====== MATERIALS PROVIDED

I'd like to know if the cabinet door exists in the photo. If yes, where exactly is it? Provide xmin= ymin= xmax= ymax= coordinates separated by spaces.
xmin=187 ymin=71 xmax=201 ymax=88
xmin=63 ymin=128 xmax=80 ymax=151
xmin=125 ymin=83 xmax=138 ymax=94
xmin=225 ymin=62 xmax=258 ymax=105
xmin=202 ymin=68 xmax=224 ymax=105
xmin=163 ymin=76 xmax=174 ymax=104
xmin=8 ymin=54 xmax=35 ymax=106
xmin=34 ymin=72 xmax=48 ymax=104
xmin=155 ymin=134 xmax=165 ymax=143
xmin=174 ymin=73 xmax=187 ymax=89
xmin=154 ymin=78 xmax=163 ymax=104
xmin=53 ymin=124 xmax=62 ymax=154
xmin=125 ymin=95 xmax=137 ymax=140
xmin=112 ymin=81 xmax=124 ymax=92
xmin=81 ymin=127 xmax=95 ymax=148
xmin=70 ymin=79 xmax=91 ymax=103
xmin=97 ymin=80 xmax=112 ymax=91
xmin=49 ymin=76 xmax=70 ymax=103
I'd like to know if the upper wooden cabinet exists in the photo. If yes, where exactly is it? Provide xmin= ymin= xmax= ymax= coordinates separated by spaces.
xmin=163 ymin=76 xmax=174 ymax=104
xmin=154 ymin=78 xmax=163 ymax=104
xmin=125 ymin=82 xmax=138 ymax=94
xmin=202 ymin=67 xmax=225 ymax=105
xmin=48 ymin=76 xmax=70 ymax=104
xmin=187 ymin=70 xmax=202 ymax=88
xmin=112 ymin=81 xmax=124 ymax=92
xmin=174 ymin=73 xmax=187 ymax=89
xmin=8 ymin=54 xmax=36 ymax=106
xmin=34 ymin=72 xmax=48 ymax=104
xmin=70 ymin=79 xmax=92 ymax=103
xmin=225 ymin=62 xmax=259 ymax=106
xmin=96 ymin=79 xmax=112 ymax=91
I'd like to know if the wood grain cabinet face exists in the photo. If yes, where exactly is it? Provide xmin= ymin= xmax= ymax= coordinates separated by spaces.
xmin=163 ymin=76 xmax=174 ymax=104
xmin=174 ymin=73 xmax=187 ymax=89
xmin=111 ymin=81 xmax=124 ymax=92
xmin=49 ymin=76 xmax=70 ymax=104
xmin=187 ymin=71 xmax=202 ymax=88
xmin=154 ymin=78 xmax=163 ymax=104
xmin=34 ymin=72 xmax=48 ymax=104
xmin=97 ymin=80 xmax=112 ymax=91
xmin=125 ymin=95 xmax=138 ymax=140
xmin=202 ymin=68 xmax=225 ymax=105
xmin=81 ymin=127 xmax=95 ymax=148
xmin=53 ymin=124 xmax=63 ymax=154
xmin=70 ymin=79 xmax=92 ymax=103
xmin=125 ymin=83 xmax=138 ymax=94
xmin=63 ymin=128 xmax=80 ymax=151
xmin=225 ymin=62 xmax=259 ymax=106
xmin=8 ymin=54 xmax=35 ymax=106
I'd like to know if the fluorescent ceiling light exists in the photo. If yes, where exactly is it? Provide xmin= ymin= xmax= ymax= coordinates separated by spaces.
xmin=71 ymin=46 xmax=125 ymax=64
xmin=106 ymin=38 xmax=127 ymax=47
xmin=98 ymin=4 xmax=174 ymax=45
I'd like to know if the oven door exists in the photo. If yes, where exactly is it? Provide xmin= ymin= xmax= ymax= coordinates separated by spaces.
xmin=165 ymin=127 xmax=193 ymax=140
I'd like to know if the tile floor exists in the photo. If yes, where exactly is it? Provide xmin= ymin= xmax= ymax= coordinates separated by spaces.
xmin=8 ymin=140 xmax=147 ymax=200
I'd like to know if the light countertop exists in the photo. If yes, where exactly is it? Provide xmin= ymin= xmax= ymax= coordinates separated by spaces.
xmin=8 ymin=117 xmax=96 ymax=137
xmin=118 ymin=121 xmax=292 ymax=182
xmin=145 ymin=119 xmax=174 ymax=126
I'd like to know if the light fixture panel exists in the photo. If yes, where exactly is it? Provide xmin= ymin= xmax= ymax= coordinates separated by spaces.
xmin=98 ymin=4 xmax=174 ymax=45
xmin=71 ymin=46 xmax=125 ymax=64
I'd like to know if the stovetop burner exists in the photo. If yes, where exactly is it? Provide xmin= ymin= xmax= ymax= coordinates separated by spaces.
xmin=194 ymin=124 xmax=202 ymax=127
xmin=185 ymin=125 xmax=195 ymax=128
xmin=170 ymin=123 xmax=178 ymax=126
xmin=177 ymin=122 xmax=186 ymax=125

============

● YOUR ASSIGNMENT
Word for word, return each of the entries.

● TASK ANSWER
I'd like to know if the cabinet door exists in the photo. If yes, where exactly is it? Provide xmin= ymin= xmax= ymax= coordinates separated by spaces.
xmin=187 ymin=71 xmax=201 ymax=88
xmin=63 ymin=128 xmax=80 ymax=151
xmin=125 ymin=83 xmax=138 ymax=94
xmin=225 ymin=62 xmax=258 ymax=105
xmin=202 ymin=68 xmax=224 ymax=105
xmin=163 ymin=76 xmax=174 ymax=104
xmin=8 ymin=54 xmax=35 ymax=106
xmin=34 ymin=72 xmax=48 ymax=104
xmin=155 ymin=134 xmax=165 ymax=143
xmin=174 ymin=73 xmax=187 ymax=89
xmin=154 ymin=78 xmax=163 ymax=104
xmin=53 ymin=124 xmax=62 ymax=154
xmin=125 ymin=95 xmax=137 ymax=140
xmin=112 ymin=81 xmax=124 ymax=92
xmin=81 ymin=127 xmax=95 ymax=148
xmin=70 ymin=79 xmax=91 ymax=103
xmin=97 ymin=80 xmax=112 ymax=91
xmin=49 ymin=76 xmax=70 ymax=103
I'd like to know if the upper wooden cabinet exists in the photo. If yes, where exactly is it? Provide xmin= ymin= xmax= ymax= coordinates separated by spaces.
xmin=163 ymin=76 xmax=174 ymax=104
xmin=154 ymin=78 xmax=163 ymax=104
xmin=125 ymin=82 xmax=138 ymax=94
xmin=202 ymin=67 xmax=225 ymax=105
xmin=48 ymin=76 xmax=70 ymax=104
xmin=187 ymin=70 xmax=202 ymax=88
xmin=112 ymin=81 xmax=124 ymax=92
xmin=174 ymin=73 xmax=187 ymax=89
xmin=8 ymin=54 xmax=36 ymax=106
xmin=34 ymin=72 xmax=48 ymax=104
xmin=70 ymin=79 xmax=92 ymax=103
xmin=225 ymin=62 xmax=259 ymax=106
xmin=96 ymin=79 xmax=112 ymax=91
I'd like to know if the wood grain cabinet face exists in the photo. If yes, where exactly is it? Provide xmin= ymin= xmax= ymax= coordinates separated by spaces.
xmin=163 ymin=76 xmax=174 ymax=104
xmin=174 ymin=73 xmax=187 ymax=89
xmin=111 ymin=81 xmax=124 ymax=92
xmin=49 ymin=76 xmax=70 ymax=104
xmin=187 ymin=71 xmax=202 ymax=88
xmin=154 ymin=78 xmax=163 ymax=104
xmin=34 ymin=72 xmax=48 ymax=104
xmin=97 ymin=80 xmax=112 ymax=91
xmin=125 ymin=95 xmax=138 ymax=140
xmin=202 ymin=68 xmax=225 ymax=105
xmin=81 ymin=127 xmax=95 ymax=148
xmin=53 ymin=124 xmax=63 ymax=154
xmin=70 ymin=79 xmax=92 ymax=103
xmin=125 ymin=83 xmax=138 ymax=94
xmin=63 ymin=128 xmax=80 ymax=151
xmin=225 ymin=62 xmax=259 ymax=106
xmin=8 ymin=54 xmax=35 ymax=106
I'd like to know if the fluorescent ceiling light exists in the photo. If yes, where exactly is it? Provide xmin= ymin= xmax= ymax= coordinates separated by spaces.
xmin=71 ymin=46 xmax=125 ymax=64
xmin=106 ymin=38 xmax=127 ymax=47
xmin=98 ymin=4 xmax=174 ymax=45
I'd like to know if the oven door exists in the photo. If yes, where exactly is it? Provide xmin= ymin= xmax= ymax= coordinates separated by spaces.
xmin=165 ymin=127 xmax=193 ymax=140
I'd like to know if the tile floor exists in the photo. If yes, where exactly is it? Provide xmin= ymin= xmax= ymax= coordinates separated by spaces.
xmin=8 ymin=140 xmax=147 ymax=200
I'd like to know if the light countertop exists in the photo. If yes, where exactly is it? Provide xmin= ymin= xmax= ymax= coordinates separated by spaces.
xmin=8 ymin=117 xmax=96 ymax=137
xmin=118 ymin=121 xmax=292 ymax=182
xmin=145 ymin=119 xmax=174 ymax=126
I'd like to know if the light fixture panel exists in the photo. If yes, where exactly is it? Provide xmin= ymin= xmax= ymax= coordinates separated by spaces.
xmin=98 ymin=4 xmax=174 ymax=45
xmin=71 ymin=46 xmax=125 ymax=64
I'd like to know if the stovetop burner exists in the photo. If yes, where exactly is it? Provide xmin= ymin= xmax= ymax= coordinates separated by spaces.
xmin=194 ymin=124 xmax=202 ymax=127
xmin=185 ymin=125 xmax=195 ymax=128
xmin=170 ymin=123 xmax=178 ymax=126
xmin=177 ymin=122 xmax=186 ymax=125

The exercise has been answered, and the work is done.